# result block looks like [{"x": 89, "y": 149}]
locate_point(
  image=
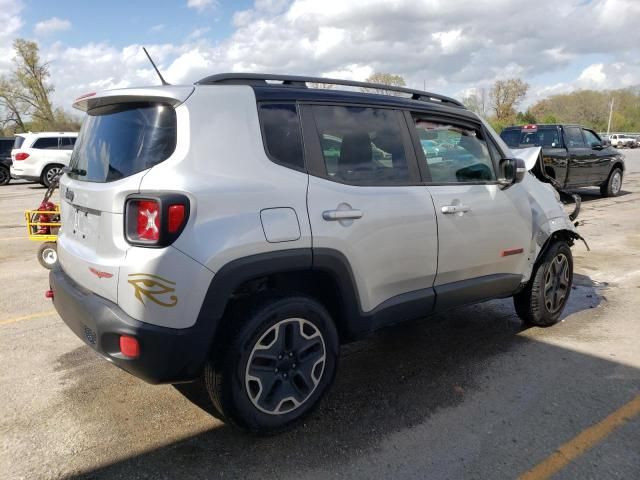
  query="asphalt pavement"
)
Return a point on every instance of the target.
[{"x": 469, "y": 394}]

########

Task statement:
Restate the entries above word for word, and keep the pictures out.

Exercise output:
# result block looks like [{"x": 89, "y": 149}]
locate_point(
  image=
  query="asphalt pavement"
)
Return a point on every instance of the target.
[{"x": 469, "y": 394}]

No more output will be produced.